Required action:
Take every line from the listing below that includes "blue" and copy it.
-*-*-
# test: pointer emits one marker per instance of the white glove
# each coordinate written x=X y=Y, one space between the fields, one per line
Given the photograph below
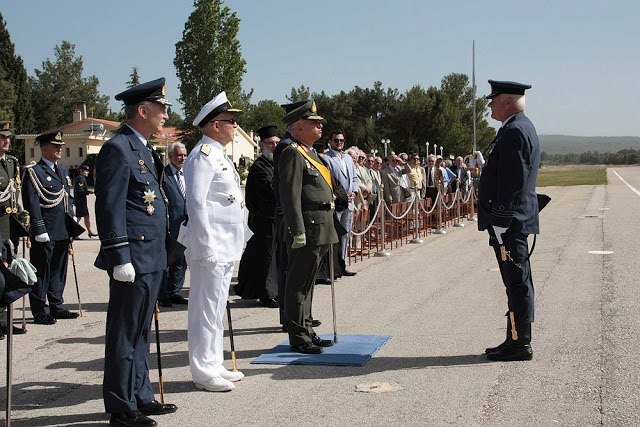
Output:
x=208 y=262
x=124 y=272
x=499 y=231
x=43 y=238
x=24 y=270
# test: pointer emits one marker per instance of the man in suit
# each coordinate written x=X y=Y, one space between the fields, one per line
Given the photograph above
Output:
x=131 y=214
x=175 y=189
x=343 y=170
x=45 y=194
x=256 y=276
x=392 y=180
x=508 y=210
x=80 y=193
x=214 y=236
x=434 y=179
x=306 y=196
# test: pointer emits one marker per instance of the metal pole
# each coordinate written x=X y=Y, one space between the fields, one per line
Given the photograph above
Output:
x=75 y=275
x=381 y=208
x=233 y=348
x=416 y=211
x=458 y=219
x=473 y=83
x=9 y=362
x=440 y=230
x=160 y=379
x=333 y=293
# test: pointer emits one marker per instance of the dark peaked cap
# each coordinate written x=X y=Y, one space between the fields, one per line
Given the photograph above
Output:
x=512 y=88
x=154 y=91
x=267 y=132
x=300 y=110
x=54 y=137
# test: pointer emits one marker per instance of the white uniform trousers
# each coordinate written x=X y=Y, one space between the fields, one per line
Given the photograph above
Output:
x=209 y=289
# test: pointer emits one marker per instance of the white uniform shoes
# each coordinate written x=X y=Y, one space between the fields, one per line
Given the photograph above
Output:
x=232 y=376
x=216 y=384
x=222 y=383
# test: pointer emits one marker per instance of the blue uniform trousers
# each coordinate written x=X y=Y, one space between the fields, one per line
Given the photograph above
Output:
x=173 y=279
x=50 y=259
x=516 y=274
x=126 y=382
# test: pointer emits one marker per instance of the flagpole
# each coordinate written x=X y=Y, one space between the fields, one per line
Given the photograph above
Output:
x=473 y=82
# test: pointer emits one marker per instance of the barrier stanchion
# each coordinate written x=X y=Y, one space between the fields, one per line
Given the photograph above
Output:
x=383 y=252
x=472 y=189
x=440 y=230
x=416 y=218
x=458 y=217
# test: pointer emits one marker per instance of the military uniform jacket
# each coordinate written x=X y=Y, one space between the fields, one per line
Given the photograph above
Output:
x=508 y=182
x=131 y=211
x=216 y=226
x=261 y=200
x=5 y=178
x=305 y=198
x=51 y=219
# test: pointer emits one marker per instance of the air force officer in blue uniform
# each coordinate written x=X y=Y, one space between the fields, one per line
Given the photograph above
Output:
-*-*-
Reply to the task:
# test: pointer emits one marker per instance of the blue uniform trousers
# test: pointer emits one marker per instance of the air force officer in blue uniform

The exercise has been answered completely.